-- Start --

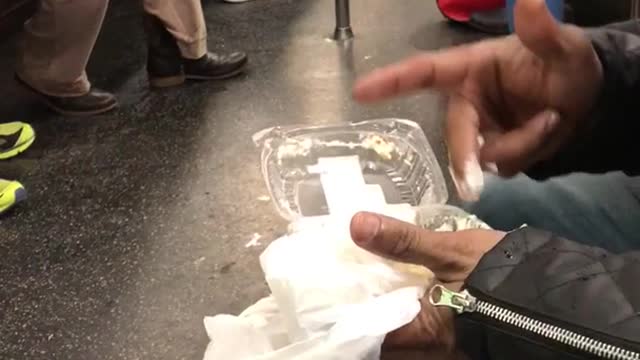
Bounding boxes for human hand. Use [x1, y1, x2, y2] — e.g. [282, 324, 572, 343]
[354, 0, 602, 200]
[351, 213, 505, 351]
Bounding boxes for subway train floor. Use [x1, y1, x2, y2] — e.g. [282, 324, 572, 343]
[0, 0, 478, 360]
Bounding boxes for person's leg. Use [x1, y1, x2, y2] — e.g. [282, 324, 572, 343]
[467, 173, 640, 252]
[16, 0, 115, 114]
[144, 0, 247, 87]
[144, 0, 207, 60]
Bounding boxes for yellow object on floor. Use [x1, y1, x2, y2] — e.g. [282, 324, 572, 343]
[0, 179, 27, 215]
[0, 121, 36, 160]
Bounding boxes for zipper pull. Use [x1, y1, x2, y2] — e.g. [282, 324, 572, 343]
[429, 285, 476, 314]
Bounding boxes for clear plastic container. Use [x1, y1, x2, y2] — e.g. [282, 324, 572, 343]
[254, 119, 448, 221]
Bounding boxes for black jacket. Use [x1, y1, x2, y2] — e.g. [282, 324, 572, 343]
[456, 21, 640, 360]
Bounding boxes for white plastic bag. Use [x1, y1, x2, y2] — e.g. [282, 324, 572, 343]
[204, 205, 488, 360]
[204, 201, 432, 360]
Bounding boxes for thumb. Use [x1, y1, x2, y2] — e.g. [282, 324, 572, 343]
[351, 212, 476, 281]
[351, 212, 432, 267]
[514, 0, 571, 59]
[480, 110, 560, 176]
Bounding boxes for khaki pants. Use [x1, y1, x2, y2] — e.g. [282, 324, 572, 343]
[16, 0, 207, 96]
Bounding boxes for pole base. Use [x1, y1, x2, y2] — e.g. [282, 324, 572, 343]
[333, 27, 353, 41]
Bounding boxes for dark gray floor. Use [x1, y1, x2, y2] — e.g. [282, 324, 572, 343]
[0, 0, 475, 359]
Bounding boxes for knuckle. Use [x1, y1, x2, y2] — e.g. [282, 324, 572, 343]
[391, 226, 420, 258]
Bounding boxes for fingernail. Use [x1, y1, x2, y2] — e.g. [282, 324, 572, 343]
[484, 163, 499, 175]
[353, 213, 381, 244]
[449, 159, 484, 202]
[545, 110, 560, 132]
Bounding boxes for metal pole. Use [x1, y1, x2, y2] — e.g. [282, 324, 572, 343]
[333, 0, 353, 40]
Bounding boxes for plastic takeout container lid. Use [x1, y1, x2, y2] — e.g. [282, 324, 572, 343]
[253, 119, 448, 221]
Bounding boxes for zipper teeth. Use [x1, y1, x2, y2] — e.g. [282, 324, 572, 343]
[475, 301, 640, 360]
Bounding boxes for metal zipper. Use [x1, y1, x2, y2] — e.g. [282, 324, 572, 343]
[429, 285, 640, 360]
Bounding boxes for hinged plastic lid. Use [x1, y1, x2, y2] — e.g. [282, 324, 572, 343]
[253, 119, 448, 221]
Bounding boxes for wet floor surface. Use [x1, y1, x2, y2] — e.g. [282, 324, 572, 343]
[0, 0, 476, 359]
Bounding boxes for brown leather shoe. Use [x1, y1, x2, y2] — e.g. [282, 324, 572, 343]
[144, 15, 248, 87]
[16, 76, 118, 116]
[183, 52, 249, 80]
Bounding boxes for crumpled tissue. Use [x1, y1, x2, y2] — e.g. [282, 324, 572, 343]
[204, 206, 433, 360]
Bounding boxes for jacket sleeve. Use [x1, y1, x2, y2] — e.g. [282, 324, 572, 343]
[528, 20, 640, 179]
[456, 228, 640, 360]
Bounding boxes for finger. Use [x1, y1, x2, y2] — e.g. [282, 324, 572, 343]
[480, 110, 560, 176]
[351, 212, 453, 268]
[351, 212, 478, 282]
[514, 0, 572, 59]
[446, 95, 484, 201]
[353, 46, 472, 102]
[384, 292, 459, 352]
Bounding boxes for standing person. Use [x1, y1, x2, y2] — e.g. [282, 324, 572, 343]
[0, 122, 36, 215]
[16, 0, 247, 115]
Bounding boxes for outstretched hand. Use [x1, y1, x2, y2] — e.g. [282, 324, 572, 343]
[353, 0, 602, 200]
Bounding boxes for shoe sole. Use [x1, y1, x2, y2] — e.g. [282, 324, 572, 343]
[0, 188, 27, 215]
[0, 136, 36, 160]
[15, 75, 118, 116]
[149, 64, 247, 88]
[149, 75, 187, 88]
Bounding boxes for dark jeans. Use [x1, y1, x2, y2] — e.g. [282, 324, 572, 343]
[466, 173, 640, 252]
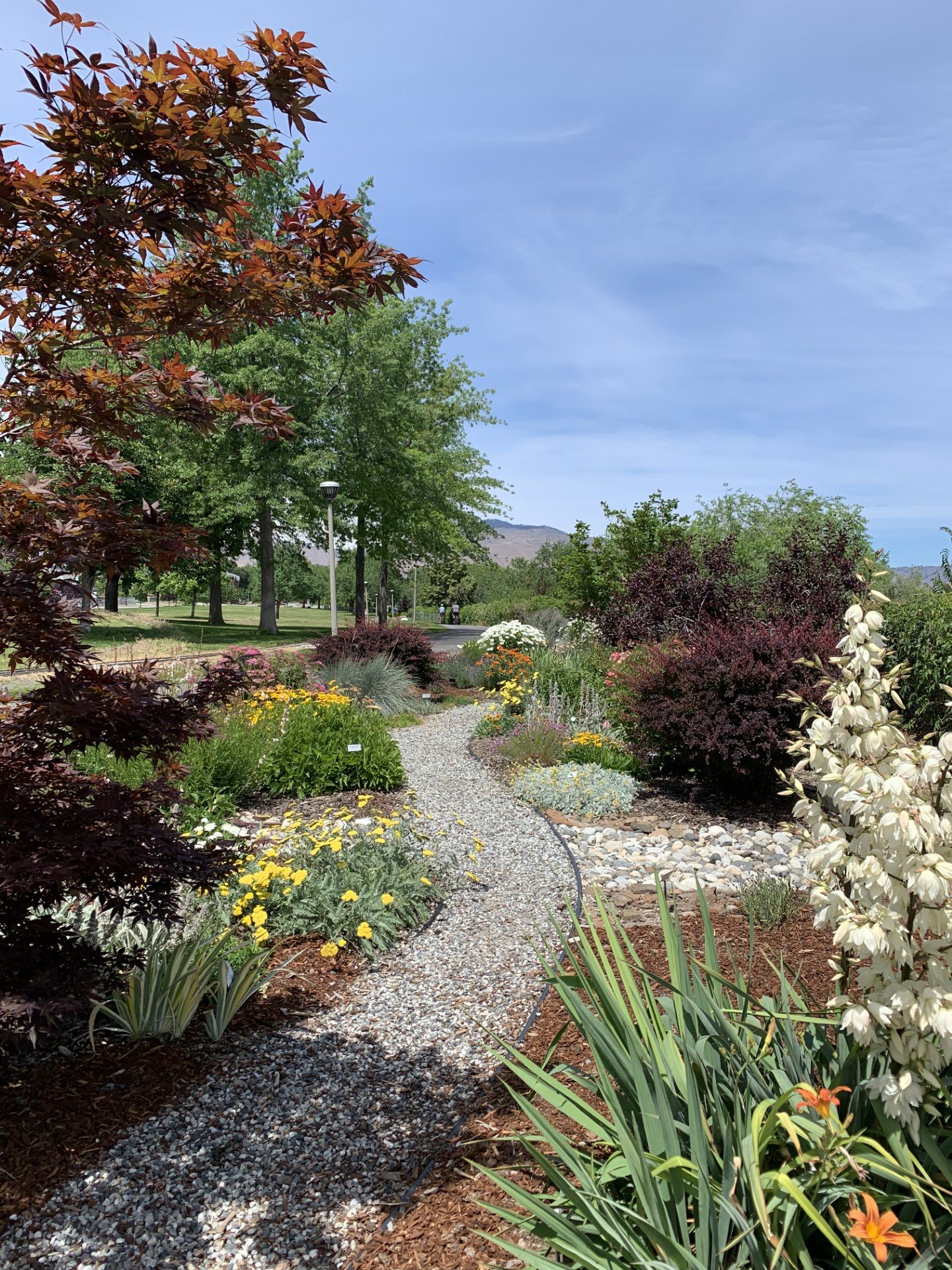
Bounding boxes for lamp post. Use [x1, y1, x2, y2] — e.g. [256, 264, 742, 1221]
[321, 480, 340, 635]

-- End --

:: Set exercise ::
Reproduce the data from the line holding "Bounding boxes for wet" through the end of the data, inclusive, with the requests, and shift every bounding box coordinate in the answers up by 139, leaving the requests and their format samples unchanged. Omit the pictures.

:: Response to the task ::
Bounding boxes for wet floor surface. Use [x1, y1, x2, y2] — e.g. [282, 324, 572, 343]
[139, 139, 615, 498]
Bounding boxes for brown leather shoe. Use [x1, y1, x2, y2] — e.g. [282, 324, 572, 343]
[283, 154, 387, 226]
[155, 215, 257, 255]
[322, 191, 388, 219]
Bounding boxes for crumpled tissue. Use [x1, y1, x2, y2] — e.g. [282, 324, 572, 343]
[343, 345, 572, 499]
Bounding boxes for jacket sleeve. Use [x1, y1, x2, y2] — e.g. [282, 324, 572, 343]
[667, 159, 779, 318]
[595, 367, 779, 499]
Bounding boxes for finger. Use [x1, y1, x2, y2] — e.g. [282, 324, 572, 343]
[619, 249, 699, 315]
[490, 351, 592, 407]
[490, 351, 617, 421]
[653, 139, 711, 198]
[585, 234, 623, 340]
[492, 185, 611, 241]
[523, 431, 598, 491]
Bounding boxes for standing person. Use [x1, y1, x2, y2] — e.g. [282, 324, 572, 343]
[139, 261, 175, 354]
[155, 139, 386, 254]
Bounding boxes for outstretched hand. Use [x1, y1, x2, y2] — e.g. [282, 324, 572, 343]
[492, 139, 741, 339]
Bounding boxes for shoe sole. Use [x1, y1, x2, y2] — e.g. [282, 324, 572, 343]
[139, 327, 166, 354]
[139, 275, 175, 299]
[154, 214, 257, 255]
[288, 203, 386, 227]
[288, 214, 326, 227]
Bounding boxes for dark jeans. Use [x1, y1, x2, y2] — e.g. [282, 324, 572, 343]
[605, 312, 779, 391]
Bounding boxes for lamp post. Use [x1, y1, x2, y2] — e.g. [256, 264, 742, 1221]
[460, 619, 479, 774]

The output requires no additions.